# BRIEF
Change "trace every instance" to "outline each one" everywhere in the records below, keeping everything else as it is, and leave out the pictures.

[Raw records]
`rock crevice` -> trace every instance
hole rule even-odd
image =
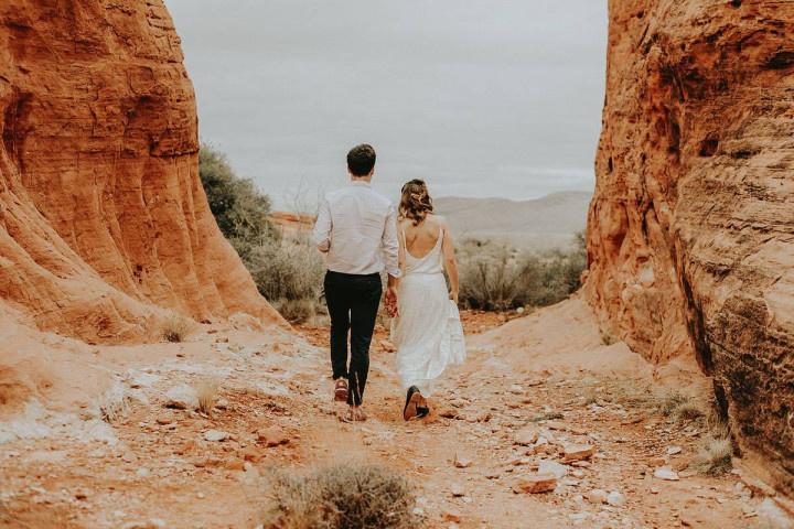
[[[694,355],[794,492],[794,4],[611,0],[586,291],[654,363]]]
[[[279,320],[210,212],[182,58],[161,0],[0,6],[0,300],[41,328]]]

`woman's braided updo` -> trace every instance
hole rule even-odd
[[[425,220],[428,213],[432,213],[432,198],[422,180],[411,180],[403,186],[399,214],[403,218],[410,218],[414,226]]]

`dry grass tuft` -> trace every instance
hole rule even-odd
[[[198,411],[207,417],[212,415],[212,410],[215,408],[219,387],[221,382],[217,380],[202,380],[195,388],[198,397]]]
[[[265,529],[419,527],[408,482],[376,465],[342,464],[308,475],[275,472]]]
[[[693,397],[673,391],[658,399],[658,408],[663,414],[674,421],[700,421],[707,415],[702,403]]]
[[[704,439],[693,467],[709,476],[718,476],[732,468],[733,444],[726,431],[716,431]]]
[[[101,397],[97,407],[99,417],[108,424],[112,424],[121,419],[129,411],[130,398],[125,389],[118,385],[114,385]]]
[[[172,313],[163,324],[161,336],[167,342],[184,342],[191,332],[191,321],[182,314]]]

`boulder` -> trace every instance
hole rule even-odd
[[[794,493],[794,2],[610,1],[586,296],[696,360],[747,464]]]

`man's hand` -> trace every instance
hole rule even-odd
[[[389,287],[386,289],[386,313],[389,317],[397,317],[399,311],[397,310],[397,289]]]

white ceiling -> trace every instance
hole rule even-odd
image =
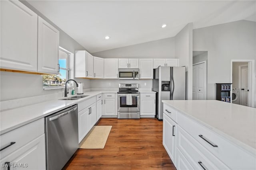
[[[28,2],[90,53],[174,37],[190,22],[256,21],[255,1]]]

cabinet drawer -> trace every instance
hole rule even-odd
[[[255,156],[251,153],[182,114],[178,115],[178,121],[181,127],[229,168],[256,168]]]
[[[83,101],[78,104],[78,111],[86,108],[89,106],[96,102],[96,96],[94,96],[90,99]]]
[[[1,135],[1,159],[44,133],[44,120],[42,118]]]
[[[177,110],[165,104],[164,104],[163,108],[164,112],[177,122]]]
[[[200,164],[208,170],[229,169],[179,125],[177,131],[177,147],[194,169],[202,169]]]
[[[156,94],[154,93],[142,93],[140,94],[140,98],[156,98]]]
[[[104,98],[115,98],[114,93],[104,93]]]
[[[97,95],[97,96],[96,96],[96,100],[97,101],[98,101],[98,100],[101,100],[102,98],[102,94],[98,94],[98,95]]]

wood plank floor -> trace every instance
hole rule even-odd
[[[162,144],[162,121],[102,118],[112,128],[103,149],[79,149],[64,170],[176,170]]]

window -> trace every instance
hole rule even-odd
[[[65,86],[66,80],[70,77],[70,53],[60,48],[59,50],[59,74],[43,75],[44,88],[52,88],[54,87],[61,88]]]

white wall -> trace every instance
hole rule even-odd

# EXERCISE RESPONSE
`rock crevice` -> outline each one
hole rule even-odd
image =
[[[694,355],[794,492],[794,4],[611,0],[586,291],[654,363]]]
[[[279,320],[210,212],[182,58],[161,0],[0,6],[0,300],[41,328]]]

`woman's braided updo` -> outline each one
hole rule even-odd
[[[425,220],[428,213],[432,213],[432,198],[422,180],[411,180],[403,186],[399,214],[403,218],[410,218],[414,226]]]

`dry grass tuft` -> outline each one
hole rule even-odd
[[[198,411],[207,417],[212,415],[212,410],[215,408],[219,387],[221,382],[217,380],[202,380],[195,388],[198,397]]]
[[[265,529],[419,527],[408,482],[376,465],[342,464],[308,475],[275,472]]]
[[[693,397],[673,391],[658,399],[658,408],[663,414],[674,421],[700,421],[707,415],[702,403]]]
[[[704,439],[693,467],[709,476],[718,476],[732,468],[733,444],[726,431],[716,431]]]
[[[101,397],[97,407],[99,417],[108,424],[112,424],[121,419],[129,411],[130,398],[125,389],[118,385],[114,385]]]
[[[172,313],[163,324],[161,336],[167,342],[184,342],[191,332],[191,321],[182,314]]]

`boulder` -> outline each one
hole rule even-odd
[[[794,493],[794,2],[610,1],[586,296],[696,360],[747,464]]]

`man's hand` -> outline each one
hole rule even-odd
[[[389,287],[386,289],[386,313],[389,317],[397,317],[399,311],[397,310],[397,289]]]

white ceiling -> outline each one
hole rule even-odd
image =
[[[28,2],[90,53],[174,37],[190,22],[256,21],[255,1]]]

cabinet drawer -> outline each one
hole rule even-odd
[[[255,156],[251,153],[182,114],[178,115],[178,121],[181,127],[229,168],[256,168]]]
[[[83,101],[78,104],[78,111],[86,108],[89,106],[96,102],[96,96],[94,96],[90,99]]]
[[[1,135],[1,159],[44,133],[44,120],[42,118]]]
[[[177,110],[165,104],[164,104],[163,108],[164,112],[177,122]]]
[[[200,164],[208,170],[229,169],[179,125],[177,131],[177,147],[194,169],[202,169]]]
[[[156,94],[154,93],[142,93],[140,94],[140,98],[156,98]]]
[[[104,98],[115,98],[114,93],[104,93]]]
[[[97,95],[97,96],[96,96],[96,100],[97,101],[98,101],[98,100],[101,100],[102,98],[102,94],[98,94],[98,95]]]

wood plank floor -> outline each one
hole rule even-odd
[[[162,144],[162,121],[102,118],[112,128],[103,149],[79,149],[64,170],[176,170]]]

window -> outline each one
hole rule even-odd
[[[65,86],[66,80],[70,77],[70,53],[60,48],[59,50],[59,74],[43,75],[44,88],[52,88],[54,87],[61,88]]]

white wall -> outline each one
hole rule even-odd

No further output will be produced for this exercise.